• [What to work on]:
Condense the passage on REGE's Disabled Children's Project into three sentences.
**** Source passage ****
Community Based Rehabilitation
REGE’s Disabled Children’s Project India was set up to enable children to receive education, either at home or in a mainstream school, or nursery and the service continues to go from strength to strength.
Our community workers visit a group of remote villages daily, working alongside teachers to support disabled children in school with specialised resources and teaching techniques. Therapists provide physio-, speech and behavioural-therapy assessments and develop an individual programme for each child. For those children unable to attend school the team makes regular home visits.
Since 1999 our service has helped 164 children and, alongside our Indian project partners, we are keen to set up another CBR service so that we can reach children in other areas.
Sohail, aged six, has cerebral palsy and is one of the new children to benefit from this service in 2012
Disabled People's Groups
Our support does not stop when they leave school. Towards the end of their education, REGE’s Disabled Children’s Project assists disabled adults to form groups with a bank account where they can access funding in order to identify their skills and interests and then link into appropriate vocational opportunities with the local community in order for them to start earning an income.
We are now working in partnership with the Hope Centre to support Disabled People's Groups in the Dehradun District. We are offering these groups and initial grant to purchase vocational equipment or access training. Following that they can apply for a no-interest loan if required to further their vocational idea.
We met one of these groups as part of our 2019 trustee visit and were really encouraged to hear their stories of the benefits of being part of this group, the vocational training they had accessed and their plans for future vocational enterprises. This was really inspiring to hear and we are keen to continue to support these groups.
REGE’s Disabled Children’s Project runs awareness raising sessions for teacher, children, parents and healthcare professionals, increasing their understanding of the nature of disability and measures that can be taken to reduce its effects on the life of the individual, as well as attitudes in society and the promotion of equality.
Early Intervention Project
In 2010 we launched our Early Intervention programme to identify and diagnose children at risk between the ages of 0-3 years.
By identifying early signs of disability in young children, our team can reduce and even remove the effects of the disability through speech and physiotherapy, the provision of special educational support, and advice and guidance to the family. We also work to raise general awareness for villagers regarding preventative measures and general child health.
In 2017 we created a second Early Intervention Centre at the far end of the Shimla Bypass Road. We visited this centre in 2019 and were really pleased to see how well it is going.
We help children like Abdul Rehman, above, a five year old boy with cerebral palsy. Abdul wasn’t able to sit, but thanks to regular physiotherapy can now sit with support and attends the local nursery (anganwadi). Without REGE’s Disabled Children’s Project, Abdul and many others like him would face a life confined to bed.
Mobile Out Reach Project
This is one of our newest ventures which supports those families in more remote areas of North India.
In the remote areas of Uttarakhand, services for the intellectually disabled are practically non–existent. Therefore after a couple of pilot projects in these remote areas, we have decided to establish a Mobile Outreach Programme in the i6 blocks of Dehradun where facilities related to disability are either non existent or are highly inadequate.
A team of 2 Special Educators have been assigned this project. We have worked with the Samvedna Project (Associated with Landour Community Hospital, Mussoorie) in the following ways:-
Training their volunteers (15) to identify special needs.
Assisting with assessment of children; some come to the centre but most are based in nearby villages and the volunteer goes to the village.
Volunteers are being taught how to draw up IEPs.
We suggest activities for the goals selected.
We are now starting to visit children in the Anganwadis and primary schools that the children are attending.
We have also assisted with assessment at certification camps
We are keen to continue working with this project and it is likely that in the next year we will need to make 6-7 visits. It is likely that we will cover 30-35 children over the coming year.
**** Data section ****
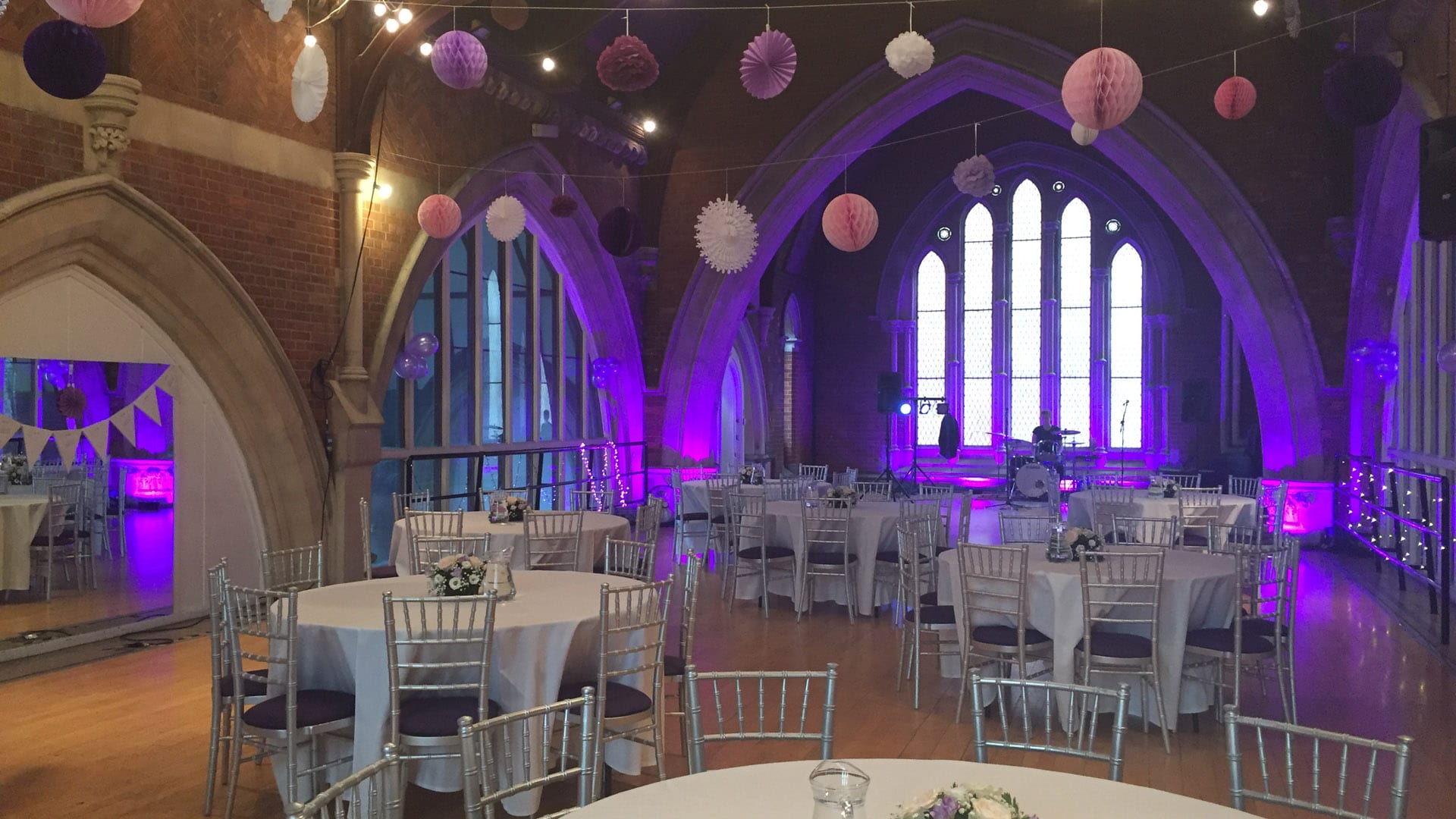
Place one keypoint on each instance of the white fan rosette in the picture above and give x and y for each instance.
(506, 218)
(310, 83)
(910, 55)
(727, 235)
****
**** Data section ****
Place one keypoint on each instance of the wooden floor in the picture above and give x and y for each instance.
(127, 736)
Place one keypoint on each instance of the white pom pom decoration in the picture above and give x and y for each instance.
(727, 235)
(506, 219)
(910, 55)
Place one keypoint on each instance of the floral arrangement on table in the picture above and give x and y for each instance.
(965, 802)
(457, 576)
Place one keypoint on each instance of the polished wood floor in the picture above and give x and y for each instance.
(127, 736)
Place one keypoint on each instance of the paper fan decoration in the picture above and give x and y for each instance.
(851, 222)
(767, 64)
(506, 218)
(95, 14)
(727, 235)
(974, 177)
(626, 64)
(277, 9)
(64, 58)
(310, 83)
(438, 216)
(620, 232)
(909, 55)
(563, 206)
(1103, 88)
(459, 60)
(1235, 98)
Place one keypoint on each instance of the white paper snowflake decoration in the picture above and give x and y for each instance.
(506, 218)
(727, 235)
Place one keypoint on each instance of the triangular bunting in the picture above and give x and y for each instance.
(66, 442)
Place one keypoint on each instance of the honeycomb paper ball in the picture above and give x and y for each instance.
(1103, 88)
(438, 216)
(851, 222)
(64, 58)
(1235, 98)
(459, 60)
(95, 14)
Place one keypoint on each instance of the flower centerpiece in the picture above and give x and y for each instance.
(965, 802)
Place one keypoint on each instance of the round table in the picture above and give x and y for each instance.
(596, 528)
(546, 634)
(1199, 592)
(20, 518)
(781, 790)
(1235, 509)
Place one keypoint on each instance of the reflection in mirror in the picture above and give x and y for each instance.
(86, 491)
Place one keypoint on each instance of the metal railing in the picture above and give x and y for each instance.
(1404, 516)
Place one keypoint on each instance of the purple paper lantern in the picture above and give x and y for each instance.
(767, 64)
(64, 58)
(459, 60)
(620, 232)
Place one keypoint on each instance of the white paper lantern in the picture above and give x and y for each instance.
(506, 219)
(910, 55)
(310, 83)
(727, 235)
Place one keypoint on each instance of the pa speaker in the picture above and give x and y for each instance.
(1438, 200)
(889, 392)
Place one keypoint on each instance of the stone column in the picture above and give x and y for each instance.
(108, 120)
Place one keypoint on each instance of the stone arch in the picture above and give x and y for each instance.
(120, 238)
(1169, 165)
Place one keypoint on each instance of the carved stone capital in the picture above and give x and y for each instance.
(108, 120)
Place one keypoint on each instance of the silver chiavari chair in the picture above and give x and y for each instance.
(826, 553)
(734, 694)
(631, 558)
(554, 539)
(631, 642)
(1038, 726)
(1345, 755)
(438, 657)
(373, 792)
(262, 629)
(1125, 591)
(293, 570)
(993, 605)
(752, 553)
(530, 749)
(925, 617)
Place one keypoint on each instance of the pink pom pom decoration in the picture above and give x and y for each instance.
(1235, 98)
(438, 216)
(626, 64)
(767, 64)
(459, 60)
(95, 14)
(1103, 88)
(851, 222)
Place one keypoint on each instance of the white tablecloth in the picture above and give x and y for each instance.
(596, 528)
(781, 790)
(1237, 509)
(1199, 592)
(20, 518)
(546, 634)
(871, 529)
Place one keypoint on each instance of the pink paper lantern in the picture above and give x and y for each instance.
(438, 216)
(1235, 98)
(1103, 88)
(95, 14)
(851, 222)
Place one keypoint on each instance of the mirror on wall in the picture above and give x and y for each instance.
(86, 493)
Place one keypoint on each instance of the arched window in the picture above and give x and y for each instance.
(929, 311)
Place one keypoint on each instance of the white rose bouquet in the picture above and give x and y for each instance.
****
• [Solution]:
REGE's Disabled Children's Project in India helps disabled children get an education: community workers and therapists support them in village schools and make home visits to those who cannot attend, and the service has helped 164 children since 1999. The project also helps disabled adults form groups that can get funding, grants and no-interest loans for vocational work, working with the Hope Centre in the Dehradun District, and it runs sessions to raise awareness of disability. Its Early Intervention programme, launched in 2010, identifies at-risk children aged 0-3, and a newer Mobile Outreach Programme, staffed by two special educators and working with the Samvedna Project, serves remote areas of Dehradun where disability services are lacking.